- **Aim of the exercise**: Rewrite the data below with every "single dot" changed to "single marker", keeping everything else the same.

- - - - -

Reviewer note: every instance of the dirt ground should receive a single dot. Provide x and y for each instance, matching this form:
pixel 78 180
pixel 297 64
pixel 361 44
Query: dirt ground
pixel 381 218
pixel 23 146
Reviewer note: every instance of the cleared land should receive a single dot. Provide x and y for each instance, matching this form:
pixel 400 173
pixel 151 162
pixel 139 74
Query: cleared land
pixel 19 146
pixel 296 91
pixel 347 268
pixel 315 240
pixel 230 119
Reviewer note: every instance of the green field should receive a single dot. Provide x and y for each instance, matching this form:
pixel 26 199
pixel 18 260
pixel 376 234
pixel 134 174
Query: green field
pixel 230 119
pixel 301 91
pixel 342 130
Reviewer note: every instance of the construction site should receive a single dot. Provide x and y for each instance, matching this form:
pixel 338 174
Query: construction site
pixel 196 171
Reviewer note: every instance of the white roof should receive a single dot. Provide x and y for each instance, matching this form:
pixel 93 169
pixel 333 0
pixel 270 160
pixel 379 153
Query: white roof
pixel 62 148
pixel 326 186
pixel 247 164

- - - - -

- **The reply**:
Reviewer note: every instance of the dirt ground should receive a single marker. Provide x and y for each instance, matching this form:
pixel 78 180
pixel 297 64
pixel 361 44
Query: dirt ground
pixel 381 218
pixel 23 146
Reviewer note: every instance of the cleared land should receive a single marker. Provide x and y for each instance, matching this form:
pixel 400 173
pixel 151 162
pixel 139 74
Query: cleared land
pixel 19 146
pixel 296 91
pixel 347 268
pixel 315 240
pixel 230 119
Reviewer note: every instance of the green field should receive a single marker. Provide x and y for each instance, matching this form:
pixel 26 199
pixel 18 260
pixel 376 234
pixel 134 174
Query: green field
pixel 230 119
pixel 301 91
pixel 342 130
Reviewer note: every instance of the construction site should receive a single marker. Provide x and y for each instance, matching this form:
pixel 338 174
Query: construction site
pixel 196 171
Reviewer note: every instance of the white roof should receive a single marker. Provide x and y for each instance, matching this form:
pixel 93 169
pixel 333 0
pixel 270 160
pixel 379 153
Query: white roof
pixel 62 148
pixel 326 186
pixel 247 164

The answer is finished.